GIVEN INSTRUCTION:
Which lines in the data below contain the word "door"? Select each of them and copy it out in full.

TASK MATERIAL:
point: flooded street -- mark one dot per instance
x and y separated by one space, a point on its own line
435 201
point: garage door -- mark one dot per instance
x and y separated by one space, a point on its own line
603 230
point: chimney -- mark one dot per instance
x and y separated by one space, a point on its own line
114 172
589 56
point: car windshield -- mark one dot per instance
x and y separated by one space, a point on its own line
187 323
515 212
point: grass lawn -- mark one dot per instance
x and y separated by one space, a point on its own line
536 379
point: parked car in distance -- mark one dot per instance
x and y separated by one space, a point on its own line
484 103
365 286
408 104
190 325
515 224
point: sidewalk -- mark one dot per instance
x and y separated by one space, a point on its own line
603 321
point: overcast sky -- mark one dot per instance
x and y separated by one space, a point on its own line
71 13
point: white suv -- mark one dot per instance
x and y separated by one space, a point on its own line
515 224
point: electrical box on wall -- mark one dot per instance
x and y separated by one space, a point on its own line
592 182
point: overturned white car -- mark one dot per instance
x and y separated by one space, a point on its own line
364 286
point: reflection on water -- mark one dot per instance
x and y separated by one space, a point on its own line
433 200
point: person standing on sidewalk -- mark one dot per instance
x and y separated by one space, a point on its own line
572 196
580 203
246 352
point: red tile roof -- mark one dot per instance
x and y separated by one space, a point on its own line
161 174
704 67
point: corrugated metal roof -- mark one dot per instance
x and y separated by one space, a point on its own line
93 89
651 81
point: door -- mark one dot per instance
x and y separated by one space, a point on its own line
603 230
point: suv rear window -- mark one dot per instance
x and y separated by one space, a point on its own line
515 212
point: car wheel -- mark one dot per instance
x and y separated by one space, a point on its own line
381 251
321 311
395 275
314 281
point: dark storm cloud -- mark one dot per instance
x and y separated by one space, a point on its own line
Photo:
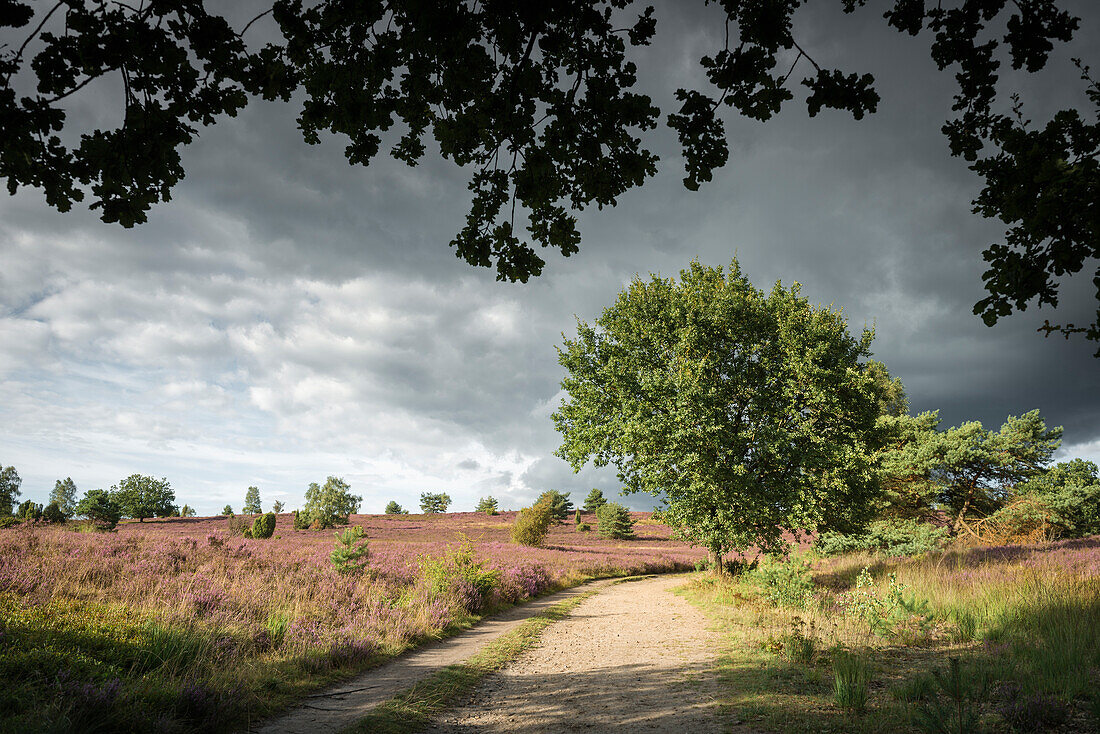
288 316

* * *

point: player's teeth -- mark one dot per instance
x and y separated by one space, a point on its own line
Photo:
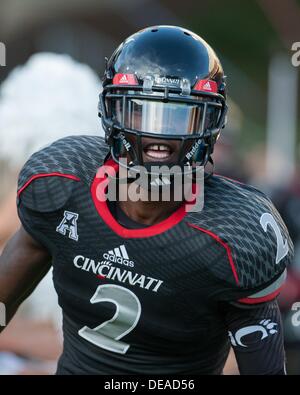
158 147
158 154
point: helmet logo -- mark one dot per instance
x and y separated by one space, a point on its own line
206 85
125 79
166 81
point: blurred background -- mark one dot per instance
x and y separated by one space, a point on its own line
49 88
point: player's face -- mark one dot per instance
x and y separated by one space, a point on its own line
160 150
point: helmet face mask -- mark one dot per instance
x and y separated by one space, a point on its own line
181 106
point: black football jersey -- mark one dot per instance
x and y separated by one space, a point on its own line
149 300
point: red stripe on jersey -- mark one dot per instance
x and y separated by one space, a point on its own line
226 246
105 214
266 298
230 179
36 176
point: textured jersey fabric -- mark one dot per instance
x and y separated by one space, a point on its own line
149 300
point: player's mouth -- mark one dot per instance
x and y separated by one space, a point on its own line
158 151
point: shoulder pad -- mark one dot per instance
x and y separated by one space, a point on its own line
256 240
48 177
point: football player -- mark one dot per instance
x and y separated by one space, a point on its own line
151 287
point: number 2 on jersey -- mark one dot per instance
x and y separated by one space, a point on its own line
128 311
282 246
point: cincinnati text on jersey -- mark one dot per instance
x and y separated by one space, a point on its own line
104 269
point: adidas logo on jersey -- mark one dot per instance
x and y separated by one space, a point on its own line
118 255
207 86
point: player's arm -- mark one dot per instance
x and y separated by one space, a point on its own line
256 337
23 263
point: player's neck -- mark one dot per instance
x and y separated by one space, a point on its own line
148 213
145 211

--

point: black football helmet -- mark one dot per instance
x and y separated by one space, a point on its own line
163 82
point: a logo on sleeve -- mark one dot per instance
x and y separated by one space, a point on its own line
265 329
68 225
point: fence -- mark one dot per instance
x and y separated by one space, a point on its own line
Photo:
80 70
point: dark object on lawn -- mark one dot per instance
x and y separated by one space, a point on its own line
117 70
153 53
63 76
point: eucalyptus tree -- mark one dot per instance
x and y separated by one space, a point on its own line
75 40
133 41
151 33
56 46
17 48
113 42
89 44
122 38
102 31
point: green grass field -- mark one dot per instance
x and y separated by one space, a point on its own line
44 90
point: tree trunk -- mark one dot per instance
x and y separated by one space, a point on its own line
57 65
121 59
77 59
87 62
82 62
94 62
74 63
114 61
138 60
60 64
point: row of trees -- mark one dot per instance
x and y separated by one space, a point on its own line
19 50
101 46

EXERCISE RESULT:
point: garage door -- mark one dot per instance
point: door -- mark one dot per instance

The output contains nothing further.